● Teks Bacaan:
....................

JURGEN HABERMAS DAN HERMENEUTIKA KRITIS

 

JURGEN HABERMAS DAN HERMENEUTIKA KRITIS

Yanti Yulianti (1215020220)

 

A.  PENDAHULUAN

 Istilah hermeneutika berasal dari kata Yunani; hermeneuein, yang berarti "menafsirkan". Dalam tradisi Yunani Kuno kata hermeneuein dipakai dalam tiga makna, yaitu: mengatakan (to say), menjelaskan (to explain) dan menerjemahkan (to translate). Menurut istilah, hermeneutika dapat dipahami sebagai suatu filsafat yang memusatkan bidang kajiannya pada persoalan pemahaman pada pemahaman terhadap teks. [1]

Permasalahan hermeneutik walaupun merupakan topik bahasan lama. Sekarang ini telah menjadi sesuatu yang baru dan menarik. Disamping itu hermeneutik telah menjadi telaah ilmiah yang meliputi beberapa aspek. Aspek sejarah lahirnya wacana tersebut memunculkan beberapa tokoh termasuk Habermas yang akan kita kaji serta pemikirannya tentang hermeneutik kritis. [2]

Dalam pembahasan ini, saya akan membahas lebih lanjut mengenai biografi Jurgen Habermas dan pengertian, sejarah dan perkembangan dari hermeneutika kritis. Saya juga akan membahas bagaimana konsep-konsep, kritik dan penerapan hermeneutika kritis.

 

B.  PEMBAHASAN

1.   Biografi Jurgen Habermas

Jurgen Habermas adalah salah seorang filosof kontemporer yang lahir di Gummersbach pada tahun 1929.[3] Awal pendidikan tingginya ditempuh di sebuah universitas di kota Gottingen. Semula ia  tertarik pada kesusastraan, sejarah, kemudian pada filsafat, terutama pada Nicolai Hartmann, meskipun ia juga tertarik di bidang psikologi dan ekonomi. Setelah di Zurich, ia menentukan minatnya pada filsafat secara serius di Universitas Bonn, di mana tahun 1954, ia meraih gelar doktor filsafat” dengan sebuah disertasi berjudul Das Absolute und dia Geshiclite (Yang Absolut dan Sejarah), yang merupakan studi tentang pemikiran Schelling. [4]

Disamping ia tekun dalam meniti karier dibidang filsafat ia meperlajari dan bahkan menekuni bidang politik dan banyak berpartisipasi dalam diskusi tentang “persenjatan kembali” (rearmament) di Jerman. Pada tahun 1956 Habermas berkenalan dengan lembaga penelitian sosial di Frankfurt dan menjadi asisten Adorno. Pada awal  tahun  1960-an  Habermas  sangat  popular di kalangan mahasiswa Jerman dan oleh beberapa gologan dianggap sebagai ideology mereka, khusunya bebarapa golongan “Sozialistische Deutsche Studentenbund” (ikatan mahasiswa sosialis Jerman). Tetapi ketika aksi-aksi mahasiswa mulai melewati batas karena mulai menggunkan kekerasan, Habermas tidak segan mengemukankan kritiknya sehingga ia terlibat  konflik dengan mahasiswa.

....................

● Bahan Sumber:
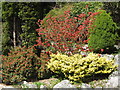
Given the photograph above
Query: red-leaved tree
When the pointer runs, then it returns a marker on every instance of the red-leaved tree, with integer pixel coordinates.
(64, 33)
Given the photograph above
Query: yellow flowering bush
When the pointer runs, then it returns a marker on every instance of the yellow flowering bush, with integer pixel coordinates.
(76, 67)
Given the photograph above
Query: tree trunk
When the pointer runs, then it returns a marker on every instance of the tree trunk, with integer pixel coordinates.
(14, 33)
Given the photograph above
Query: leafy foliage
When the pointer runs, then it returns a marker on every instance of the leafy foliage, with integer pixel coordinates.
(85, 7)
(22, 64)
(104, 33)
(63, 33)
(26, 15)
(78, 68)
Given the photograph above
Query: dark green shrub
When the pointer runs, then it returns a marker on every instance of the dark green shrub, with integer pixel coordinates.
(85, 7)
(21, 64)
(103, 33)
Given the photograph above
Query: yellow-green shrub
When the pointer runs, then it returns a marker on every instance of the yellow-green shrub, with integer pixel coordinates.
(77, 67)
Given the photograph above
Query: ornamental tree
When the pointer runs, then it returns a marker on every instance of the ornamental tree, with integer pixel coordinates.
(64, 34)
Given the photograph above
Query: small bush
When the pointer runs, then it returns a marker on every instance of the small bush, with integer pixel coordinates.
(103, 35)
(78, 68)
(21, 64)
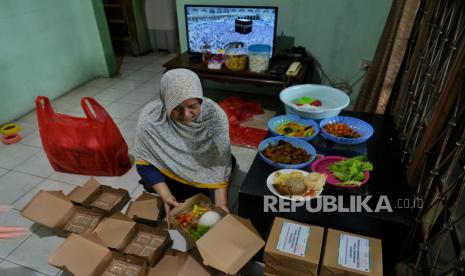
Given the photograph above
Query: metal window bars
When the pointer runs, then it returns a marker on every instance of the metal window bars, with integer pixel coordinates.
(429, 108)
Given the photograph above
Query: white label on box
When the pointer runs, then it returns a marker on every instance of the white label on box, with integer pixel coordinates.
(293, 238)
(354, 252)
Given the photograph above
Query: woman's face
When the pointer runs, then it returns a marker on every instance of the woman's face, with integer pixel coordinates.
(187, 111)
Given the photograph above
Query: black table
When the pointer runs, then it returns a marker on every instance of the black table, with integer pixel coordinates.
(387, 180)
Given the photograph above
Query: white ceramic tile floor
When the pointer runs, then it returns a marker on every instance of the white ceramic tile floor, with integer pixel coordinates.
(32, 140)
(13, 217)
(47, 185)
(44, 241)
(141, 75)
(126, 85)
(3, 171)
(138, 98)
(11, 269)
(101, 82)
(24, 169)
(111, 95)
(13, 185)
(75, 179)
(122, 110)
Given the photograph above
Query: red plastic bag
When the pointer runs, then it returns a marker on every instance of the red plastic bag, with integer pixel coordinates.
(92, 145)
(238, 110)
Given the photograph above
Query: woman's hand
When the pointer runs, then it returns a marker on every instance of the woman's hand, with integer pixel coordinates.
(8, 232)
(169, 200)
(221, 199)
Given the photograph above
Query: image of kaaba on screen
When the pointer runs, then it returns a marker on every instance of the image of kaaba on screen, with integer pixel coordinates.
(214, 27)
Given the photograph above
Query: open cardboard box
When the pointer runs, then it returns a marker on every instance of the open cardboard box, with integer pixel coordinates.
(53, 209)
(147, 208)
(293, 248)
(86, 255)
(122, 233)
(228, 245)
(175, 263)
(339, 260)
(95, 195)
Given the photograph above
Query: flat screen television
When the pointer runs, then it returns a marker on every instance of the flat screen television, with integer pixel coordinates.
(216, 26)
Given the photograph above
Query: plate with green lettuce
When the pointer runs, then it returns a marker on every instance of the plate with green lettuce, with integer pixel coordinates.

....................

● Bagian Latihan:
- 1) Menurut teks tentang Jurgen Habermas, di universitas mana ia meraih gelar doktor filsafat?
- 2) Daftarkan setiap baris dalam daftar yang memuat kata "hand".

● Jawaban Tiap Tugas:
- 1) Di Universitas Bonn.

- 2)
Query: woman's hand
When the pointer runs, then it returns a marker on every instance of the woman's hand, with integer pixel coordinates.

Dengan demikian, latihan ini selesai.